◆ **RECORDS FOR THIS TASK**:
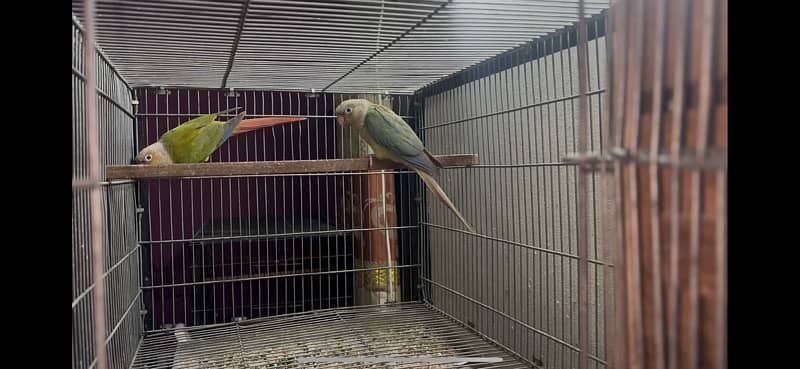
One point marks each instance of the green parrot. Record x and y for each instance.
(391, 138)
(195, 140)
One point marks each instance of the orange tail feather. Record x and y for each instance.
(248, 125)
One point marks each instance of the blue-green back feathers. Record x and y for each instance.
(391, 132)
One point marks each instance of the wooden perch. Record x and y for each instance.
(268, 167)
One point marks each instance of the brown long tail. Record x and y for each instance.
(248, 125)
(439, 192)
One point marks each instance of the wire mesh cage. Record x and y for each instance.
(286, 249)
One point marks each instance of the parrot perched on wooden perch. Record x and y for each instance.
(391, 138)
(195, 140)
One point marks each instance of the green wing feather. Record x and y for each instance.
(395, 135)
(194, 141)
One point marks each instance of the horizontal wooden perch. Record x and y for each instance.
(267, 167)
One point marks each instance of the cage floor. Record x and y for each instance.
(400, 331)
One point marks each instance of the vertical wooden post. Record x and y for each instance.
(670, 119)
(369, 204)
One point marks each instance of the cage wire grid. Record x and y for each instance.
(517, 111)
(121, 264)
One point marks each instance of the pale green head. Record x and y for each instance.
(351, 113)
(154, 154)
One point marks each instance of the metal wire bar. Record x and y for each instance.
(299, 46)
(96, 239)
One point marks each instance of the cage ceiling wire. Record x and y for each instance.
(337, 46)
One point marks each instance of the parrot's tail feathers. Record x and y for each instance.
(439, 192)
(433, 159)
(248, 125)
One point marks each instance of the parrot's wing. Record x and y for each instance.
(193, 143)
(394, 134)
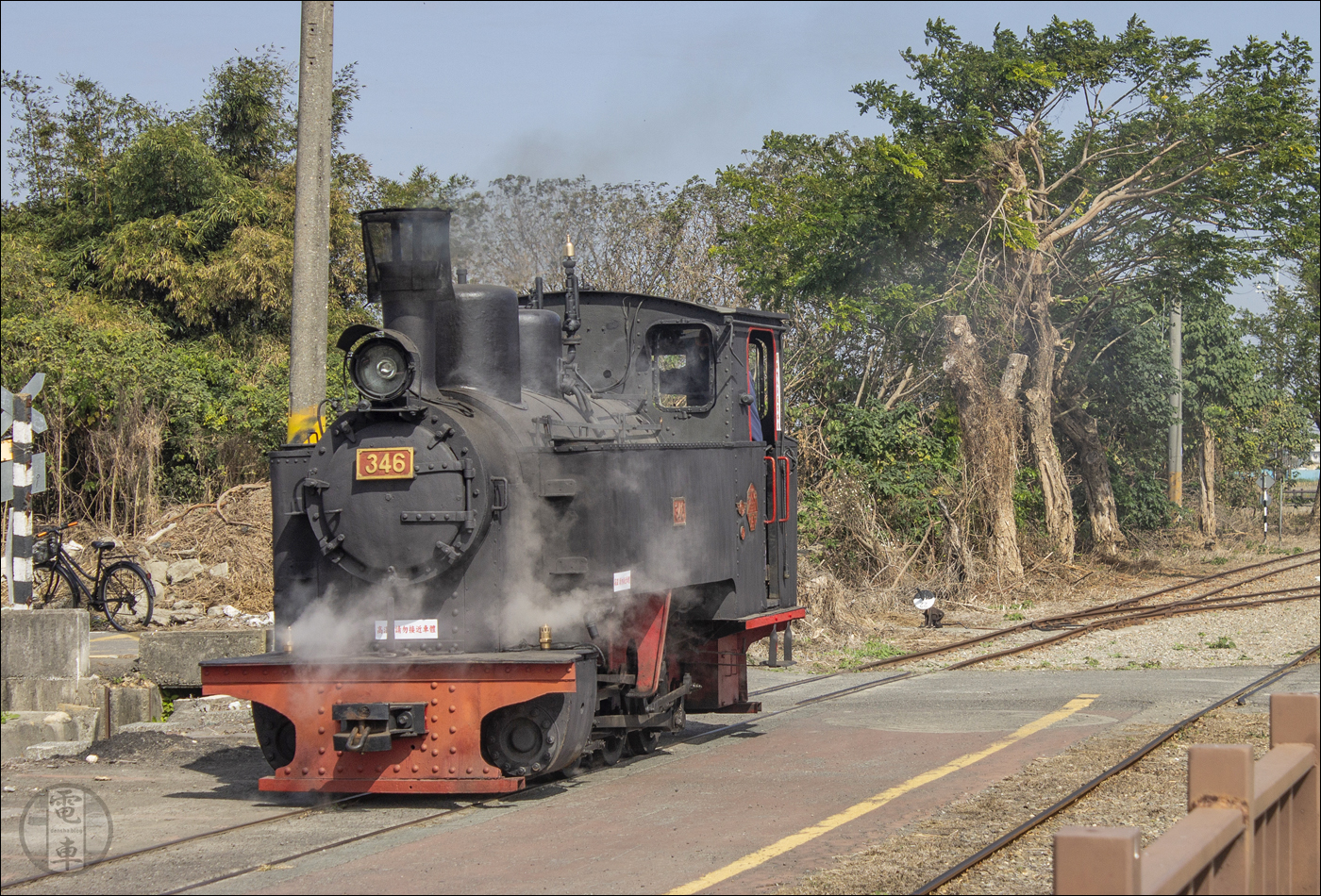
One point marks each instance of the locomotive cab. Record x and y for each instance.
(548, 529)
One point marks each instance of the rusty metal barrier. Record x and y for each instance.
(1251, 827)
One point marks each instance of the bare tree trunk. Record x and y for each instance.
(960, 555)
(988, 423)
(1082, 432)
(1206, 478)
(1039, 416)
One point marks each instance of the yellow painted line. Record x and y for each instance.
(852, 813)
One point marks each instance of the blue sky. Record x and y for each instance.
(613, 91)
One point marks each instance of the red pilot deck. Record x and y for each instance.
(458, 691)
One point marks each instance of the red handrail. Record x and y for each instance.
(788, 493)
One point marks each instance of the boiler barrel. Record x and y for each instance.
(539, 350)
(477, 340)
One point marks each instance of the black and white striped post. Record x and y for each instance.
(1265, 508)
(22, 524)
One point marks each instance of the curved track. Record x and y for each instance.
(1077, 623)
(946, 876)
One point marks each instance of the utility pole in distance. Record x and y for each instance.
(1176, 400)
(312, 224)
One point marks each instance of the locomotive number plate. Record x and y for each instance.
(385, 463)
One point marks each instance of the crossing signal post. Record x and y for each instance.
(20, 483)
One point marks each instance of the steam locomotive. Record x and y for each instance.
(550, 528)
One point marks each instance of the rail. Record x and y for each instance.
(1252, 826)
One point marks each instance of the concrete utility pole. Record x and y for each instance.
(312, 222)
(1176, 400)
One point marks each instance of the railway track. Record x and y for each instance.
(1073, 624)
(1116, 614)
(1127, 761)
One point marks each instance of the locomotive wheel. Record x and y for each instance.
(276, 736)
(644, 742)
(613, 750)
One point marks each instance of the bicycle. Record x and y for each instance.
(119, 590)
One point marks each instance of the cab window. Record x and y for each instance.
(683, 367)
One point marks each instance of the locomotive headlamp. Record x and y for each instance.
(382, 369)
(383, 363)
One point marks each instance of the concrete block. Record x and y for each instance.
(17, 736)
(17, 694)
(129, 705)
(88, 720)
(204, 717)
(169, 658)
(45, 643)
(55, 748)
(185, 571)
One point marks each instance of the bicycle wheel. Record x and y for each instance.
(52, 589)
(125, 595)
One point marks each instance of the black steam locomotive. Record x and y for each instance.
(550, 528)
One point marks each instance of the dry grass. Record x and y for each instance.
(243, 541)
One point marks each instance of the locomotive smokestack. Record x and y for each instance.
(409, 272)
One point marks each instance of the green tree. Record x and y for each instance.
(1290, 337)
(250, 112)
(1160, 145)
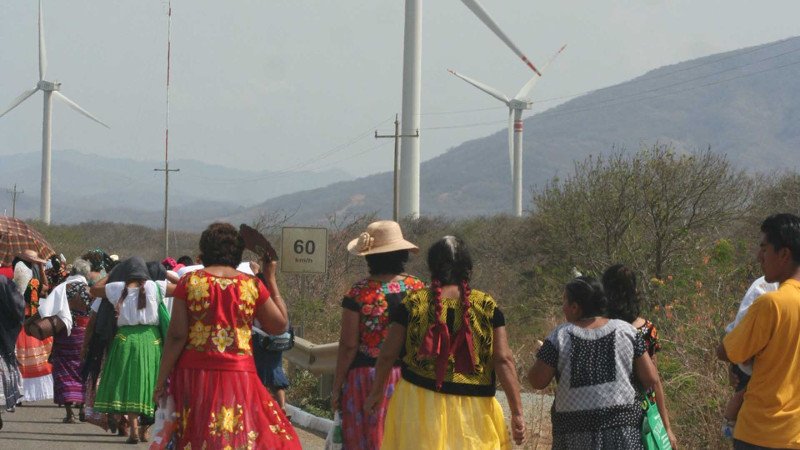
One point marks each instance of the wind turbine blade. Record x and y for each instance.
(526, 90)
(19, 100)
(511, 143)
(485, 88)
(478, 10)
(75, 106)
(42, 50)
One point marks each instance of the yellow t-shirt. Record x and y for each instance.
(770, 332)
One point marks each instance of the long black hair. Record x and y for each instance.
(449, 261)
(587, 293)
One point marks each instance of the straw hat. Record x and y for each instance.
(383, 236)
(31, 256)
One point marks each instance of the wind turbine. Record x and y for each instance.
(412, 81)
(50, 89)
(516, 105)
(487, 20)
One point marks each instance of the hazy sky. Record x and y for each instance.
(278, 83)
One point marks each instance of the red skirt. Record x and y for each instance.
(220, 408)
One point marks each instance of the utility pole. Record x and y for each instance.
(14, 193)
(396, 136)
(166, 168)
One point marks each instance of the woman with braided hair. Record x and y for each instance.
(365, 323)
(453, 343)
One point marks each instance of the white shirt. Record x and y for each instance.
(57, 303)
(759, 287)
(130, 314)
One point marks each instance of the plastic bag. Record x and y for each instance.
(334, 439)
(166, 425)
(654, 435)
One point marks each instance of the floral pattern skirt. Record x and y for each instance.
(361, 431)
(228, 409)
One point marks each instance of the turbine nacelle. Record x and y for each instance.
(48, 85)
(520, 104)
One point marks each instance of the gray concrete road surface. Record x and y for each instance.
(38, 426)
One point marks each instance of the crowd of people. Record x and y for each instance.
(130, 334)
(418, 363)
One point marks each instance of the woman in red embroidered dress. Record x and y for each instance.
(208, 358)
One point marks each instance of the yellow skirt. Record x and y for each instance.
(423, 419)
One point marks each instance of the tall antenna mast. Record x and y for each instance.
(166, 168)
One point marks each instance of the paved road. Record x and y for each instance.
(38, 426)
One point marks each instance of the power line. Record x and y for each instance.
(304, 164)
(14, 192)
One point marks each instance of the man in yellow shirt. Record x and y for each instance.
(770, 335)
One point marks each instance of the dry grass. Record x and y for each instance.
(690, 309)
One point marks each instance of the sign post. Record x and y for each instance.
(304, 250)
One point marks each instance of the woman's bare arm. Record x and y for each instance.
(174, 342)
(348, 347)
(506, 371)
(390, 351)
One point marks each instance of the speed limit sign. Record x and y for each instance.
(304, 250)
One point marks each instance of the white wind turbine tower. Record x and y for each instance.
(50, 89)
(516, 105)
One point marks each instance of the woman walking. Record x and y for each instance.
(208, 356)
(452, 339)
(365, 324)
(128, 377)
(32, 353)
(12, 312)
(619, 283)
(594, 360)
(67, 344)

◆ **EXERCISE**: Repeat all the data as it stands, dropping any images it holds.

◆ **REPLY**:
One point marks each instance of the green parrot. Record x and y for each instance.
(391, 138)
(195, 140)
One point marks each instance of the orange tail feather. Record x and y for each instance.
(248, 125)
One point marks each instance of the blue-green back feathers. Record x and y for each instance.
(391, 132)
One point marks each instance of the wooden perch. Record x and y for each instance.
(268, 167)
One point marks each instance of the brown long tail. Record x and y for each instance.
(248, 125)
(439, 192)
One point marks each instance of the wire mesh cage. Record x and y for each instance.
(286, 249)
One point marks each instance of the parrot perched on wooden perch. Record x and y for each instance.
(391, 138)
(195, 140)
One point marks each instance of the green wing feather. Record x and y for each instance.
(395, 135)
(194, 141)
One point marks each instance of the horizontal wooden perch. Record x and y for each instance.
(267, 167)
One point marks each instance of the cage floor. Record x and y for each instance.
(400, 331)
One point marks each instance of the vertical wooden post. Record x and y for each instance.
(670, 119)
(369, 204)
One point marks each instance of the cage wire grid. Record x and y for each instance.
(517, 111)
(121, 264)
One point marks each instance of the pale green head. Record x and y for each instance.
(351, 113)
(154, 154)
One point marks each instance of the metal wire bar. Record x and y for each instance.
(299, 46)
(96, 239)
One point marks each instance of the cage ceiling wire. Record x and y for each instance.
(337, 46)
One point marks each instance of the parrot's tail feathers. Record x and y for each instance.
(439, 192)
(433, 159)
(248, 125)
One point marks each instance of the parrot's wing. Record x and y for each instance.
(193, 143)
(394, 134)
One point marks each instance of the locomotive cab. Record x and y for each instance.
(548, 529)
One point marks each instance of the rusty metal barrier. Record x and y for each instance.
(1251, 827)
One point marks each instance of the bare tree trunk. Record x and y for each instance.
(960, 555)
(988, 423)
(1082, 432)
(1206, 478)
(1039, 416)
One point marks each instance of the yellow painted line. Record x and y for each instance.
(852, 813)
One point marks each instance of the blue sky. Record x and y for each instance.
(613, 91)
One point marks each instance of the red pilot deck. Record x and y for each instance.
(458, 691)
One point marks each instance of the red handrail. Record x and y for each instance.
(788, 493)
One point marks each instance of the boiler barrel. Record x and y for each instance.
(539, 350)
(477, 340)
One point marks each instance of the black and white striped post. Record x and y for each instance.
(1265, 508)
(22, 524)
One point marks each instance of the curved track. Record x and y for each instance.
(1077, 623)
(946, 876)
One point marks each instance of the utility pole in distance. Record x and y for each instance.
(1176, 400)
(312, 224)
One point marks each instance of the locomotive number plate. Record x and y for each instance.
(385, 463)
One point marks each instance of the crossing signal post. Record x and y for each instance.
(20, 483)
One point marks each instance of the steam locomotive. Record x and y for each instance.
(550, 528)
One point marks each instance of the rail. Record x and y for each instance.
(1252, 826)
One point marks each instance of the concrete utility pole. Record x and y for each instance.
(312, 222)
(1176, 400)
One point marks each instance of the railway track. Record x and y for each instance.
(1073, 624)
(1116, 614)
(1127, 761)
One point marks each instance of the locomotive wheel. Record x and y for each instance.
(276, 736)
(644, 742)
(613, 750)
One point marks each instance of the bicycle. Record x and y for each instance.
(119, 590)
One point marks each instance of the cab window. Record x and y for each instance.
(683, 367)
One point marks each instance of the locomotive headlamp. Record x and y for each instance.
(382, 369)
(383, 363)
One point marks each instance of the concrete block. Record x and y for each instance.
(17, 736)
(17, 694)
(129, 705)
(88, 720)
(204, 717)
(169, 658)
(45, 643)
(55, 748)
(185, 571)
One point marks each instance of the bicycle wheel. Record x and y for each instance.
(52, 589)
(125, 595)
One point marks each instance of the black steam locomotive. Record x and y for each instance.
(550, 528)
One point marks each instance of the dry grass. Record x and y for each instance.
(243, 541)
One point marks each instance of the locomotive smokestack. Record x and y for each instance.
(409, 272)
One point marks each instance of the green tree. Record x and y for each instance.
(1290, 337)
(250, 112)
(1160, 145)
One point marks each instance of the wind turbine blade. Record x and y for each instance.
(526, 90)
(19, 100)
(511, 143)
(485, 88)
(478, 10)
(75, 106)
(42, 50)
One point marks each instance of the yellow t-shirt. Record x and y for each instance.
(770, 332)
One point marks each instance of the long black hair. Record x and y for each instance.
(449, 261)
(587, 293)
One point marks each instance of the straw hat. Record x and y for each instance.
(383, 236)
(31, 256)
One point marks each instance of the wind turbine. Record x and y for each instance.
(412, 81)
(50, 89)
(516, 105)
(487, 20)
One point marks each instance of the hazy sky. Record x and y for each instance.
(278, 83)
One point marks each instance of the red skirt. Record x and y for each instance.
(220, 408)
One point marks each instance of the utility pole. Record x and y for each instance.
(14, 193)
(396, 136)
(166, 168)
One point marks each instance of the woman with braided hair. Record x and y for each instance.
(365, 323)
(453, 343)
One point marks each instance of the white shirt. Record x and y for each instance.
(57, 303)
(759, 287)
(130, 314)
One point marks each instance of the plastic bag. Record x and y for each instance.
(334, 439)
(166, 425)
(654, 435)
One point marks each instance of the floral pattern skirt. Record x and y for each instance.
(361, 431)
(228, 409)
One point marks each instance of the turbine nacelle. Record x and y for each instance.
(48, 85)
(520, 104)
One point marks each instance of the gray concrete road surface. Record x and y for each instance.
(38, 426)
One point marks each instance of the crowd of people. Record x and y for each instance.
(130, 334)
(418, 363)
One point marks each instance of the woman in red embroidered dress. Record x and y for each instance.
(208, 358)
One point marks each instance of the yellow skirt. Record x and y for each instance.
(423, 419)
One point marks each instance of the tall antenna mast. Record x and y for each instance.
(166, 168)
One point marks each instance of the paved road. Record x and y for each instance.
(38, 426)
One point marks each instance of the power line. Record x and y for each instance.
(304, 164)
(14, 192)
One point marks each instance of the man in yellow shirt. Record x and y for each instance.
(770, 335)
One point marks each instance of the dry grass. Record x and y for each instance.
(690, 309)
One point marks each instance of the sign post. Record x and y for each instance.
(304, 250)
One point marks each instance of the woman's bare arm. Record x and y for each instance.
(174, 342)
(348, 347)
(506, 371)
(390, 351)
One point marks each instance of the speed limit sign. Record x and y for each instance.
(304, 250)
One point marks each instance of the white wind turbine tower. Record x and y for each instance.
(50, 89)
(516, 105)
One point marks each instance of the woman walking. Record x and y for each instance.
(208, 356)
(452, 339)
(365, 324)
(128, 377)
(32, 353)
(12, 312)
(619, 283)
(594, 360)
(67, 344)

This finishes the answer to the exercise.